> Selection:
--- start ---

Kent Haruf, author of Plainsong, one of the most beloved novels in recent years, has wisely continued the franchise in Eventide, another foray into the prairie town of Holt, Colorado. We meet some of the same people--the McPheron brothers, Tom Guthrie and Maggie Jones, Victoria and her daughter Katie, and are introduced to new ones. Once again, the quirky bachelors Harold and Raymond McPheron, short on conversation and long on heart, form the sweet center of the book. The constants here are the brothers, the landscape--by turns hostile, demanding and renewing--and a few of the locals, whom we meet in varying degrees of their travails and redemption.

Victoria, the young pregnant woman the brothers took in in Plainsong, has gone off to college at Fort Collins, leaving the brothers standing at the kitchen counter, "drinking coffee and talking about how Victoria Roubideaux was doing a hundred and twenty-five miles away from home ... while they themselves were living as usual in the country in Holt County ... with so much less to account for now that she was gone, and a wind rising up and starting to whine outside the house." Much as Seinfeld was called the TV show about nothing, Haruf's books are so low-key and straightforward that a careless reader might miss the fact that they are about everything that life has to offer: love, sorrow, malice, understanding, and the connections that make and keep us human, to name a few.

--- end ---

> What the exercise asks:
Quote the review of Eventide above word for word, in full.

> Stored rows:

--- start ---

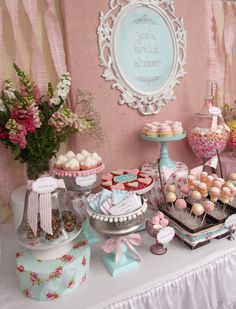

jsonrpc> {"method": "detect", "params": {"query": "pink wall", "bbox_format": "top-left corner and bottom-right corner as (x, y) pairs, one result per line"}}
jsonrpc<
(62, 0), (207, 170)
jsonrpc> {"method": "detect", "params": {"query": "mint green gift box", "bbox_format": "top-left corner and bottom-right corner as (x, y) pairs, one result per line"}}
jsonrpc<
(16, 237), (91, 300)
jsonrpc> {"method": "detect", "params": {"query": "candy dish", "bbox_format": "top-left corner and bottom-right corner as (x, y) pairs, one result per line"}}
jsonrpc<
(101, 169), (154, 195)
(52, 163), (105, 192)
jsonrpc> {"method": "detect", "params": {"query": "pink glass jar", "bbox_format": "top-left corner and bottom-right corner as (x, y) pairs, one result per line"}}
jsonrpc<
(188, 97), (229, 162)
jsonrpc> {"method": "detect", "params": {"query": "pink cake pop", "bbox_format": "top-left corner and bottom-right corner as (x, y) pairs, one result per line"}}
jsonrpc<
(180, 184), (190, 195)
(201, 201), (215, 225)
(166, 192), (176, 210)
(175, 198), (187, 210)
(213, 180), (223, 189)
(193, 179), (200, 190)
(167, 184), (176, 193)
(190, 191), (202, 202)
(175, 198), (187, 219)
(200, 172), (208, 182)
(220, 187), (230, 211)
(188, 175), (196, 188)
(210, 187), (220, 203)
(190, 203), (204, 219)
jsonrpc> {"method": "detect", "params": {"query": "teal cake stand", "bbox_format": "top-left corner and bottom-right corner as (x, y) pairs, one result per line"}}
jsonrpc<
(140, 131), (186, 169)
(102, 243), (139, 277)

--- end ---

> Answer:
Kent Haruf, author of Plainsong, one of the most beloved novels in recent years, has wisely continued the franchise in Eventide, another foray into the prairie town of Holt, Colorado. We meet some of the same people--the McPheron brothers, Tom Guthrie and Maggie Jones, Victoria and her daughter Katie, and are introduced to new ones. Once again, the quirky bachelors Harold and Raymond McPheron, short on conversation and long on heart, form the sweet center of the book. The constants here are the brothers, the landscape--by turns hostile, demanding and renewing--and a few of the locals, whom we meet in varying degrees of their travails and redemption.

Victoria, the young pregnant woman the brothers took in in Plainsong, has gone off to college at Fort Collins, leaving the brothers standing at the kitchen counter, "drinking coffee and talking about how Victoria Roubideaux was doing a hundred and twenty-five miles away from home ... while they themselves were living as usual in the country in Holt County ... with so much less to account for now that she was gone, and a wind rising up and starting to whine outside the house." Much as Seinfeld was called the TV show about nothing, Haruf's books are so low-key and straightforward that a careless reader might miss the fact that they are about everything that life has to offer: love, sorrow, malice, understanding, and the connections that make and keep us human, to name a few.